EJERCICIO PROPUESTO A =
Según la noticia sobre Rosarno, ¿cuánto cobraban al día los temporeros?
EJERCICIO PROPUESTO B =
Extrae de la noticia sobre Rosarno el fragmento que va de "Aterrorizados, y sin" a "a jornada completa.", ambos incluidos.

FRAGMENTO SELECCIONADO =
-----
"En Rosarno sólo nos quieren matar"
Cientos de inmigrantes se escapan de la violencia racista en el sur de Italia - "Les quitamos el hambre y ellos nos pagan destrozándonos el pueblo. ¡Qué se vayan!", dice un vecino
Rosarno, un pueblo de 15.000 habitantes en Calabria, cuyo Ayuntamiento fue disuelto el año pasado por infiltración mafiosa, sigue viviendo en medio de una tensión muy alta y de aislados ataques racistas. Cientos de inmigrantes abandonaron ayer el pueblo en los autobuses proporcionados por la Protección Civil después de 48 horas de revuelta y disturbios.
Aterrorizados, y sin saber a dónde van, los temporeros de la mandarina cuentan que no pueden soportar el racismo y el sufrimiento. "No nos dejan trabajar, y encima nos atacan y sólo nos quieren matar", dice Steve Johnson, un liberiano de 16 años, mientras prepara su mochila y se dispone a subir a uno de los autobuses.
Los inmigrantes que trabajan en esta próspera región de Calabria, dominada por la organización mafiosa de la 'Ndrangheta, vivían en una vieja fábrica de aceite. Las tiendas de campaña individuales, colocadas unas junto a otras. Sin agua, sin luz, sin baños. Algunos dormían en cisternas al aire libre, oscuras y angostas, prácticamente sin respiración. Los temporeros soportaban estas condiciones a cambio de 25 euros diarios a jornada completa.
-----
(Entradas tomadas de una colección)
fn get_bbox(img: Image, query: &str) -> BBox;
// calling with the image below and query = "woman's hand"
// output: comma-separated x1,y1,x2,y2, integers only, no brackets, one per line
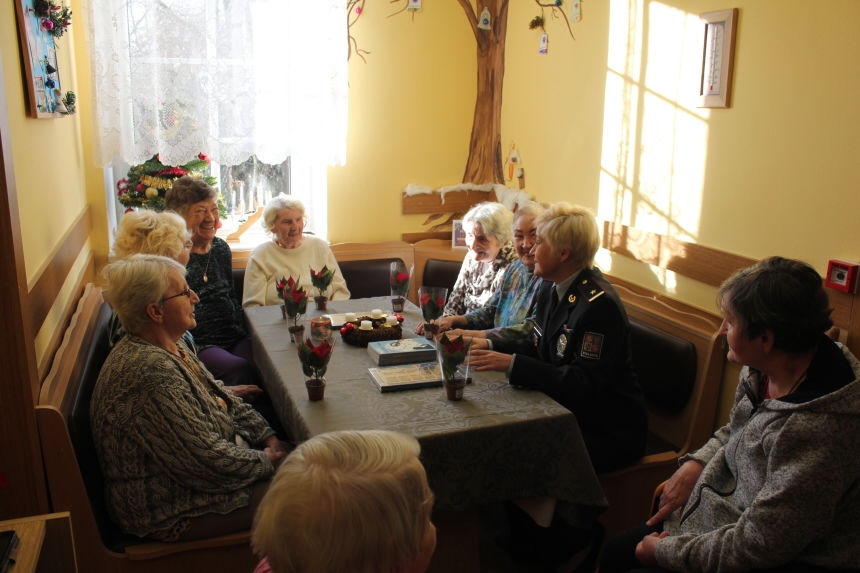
636,531,669,567
448,328,487,338
469,346,513,372
637,460,705,524
225,384,263,402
-----
RESPUESTA CORRECTA A =
25 euros diarios a jornada completa.

RESPUESTA CORRECTA B =
Aterrorizados, y sin saber a dónde van, los temporeros de la mandarina cuentan que no pueden soportar el racismo y el sufrimiento. "No nos dejan trabajar, y encima nos atacan y sólo nos quieren matar", dice Steve Johnson, un liberiano de 16 años, mientras prepara su mochila y se dispone a subir a uno de los autobuses.
Los inmigrantes que trabajan en esta próspera región de Calabria, dominada por la organización mafiosa de la 'Ndrangheta, vivían en una vieja fábrica de aceite. Las tiendas de campaña individuales, colocadas unas junto a otras. Sin agua, sin luz, sin baños. Algunos dormían en cisternas al aire libre, oscuras y angostas, prácticamente sin respiración. Los temporeros soportaban estas condiciones a cambio de 25 euros diarios a jornada completa.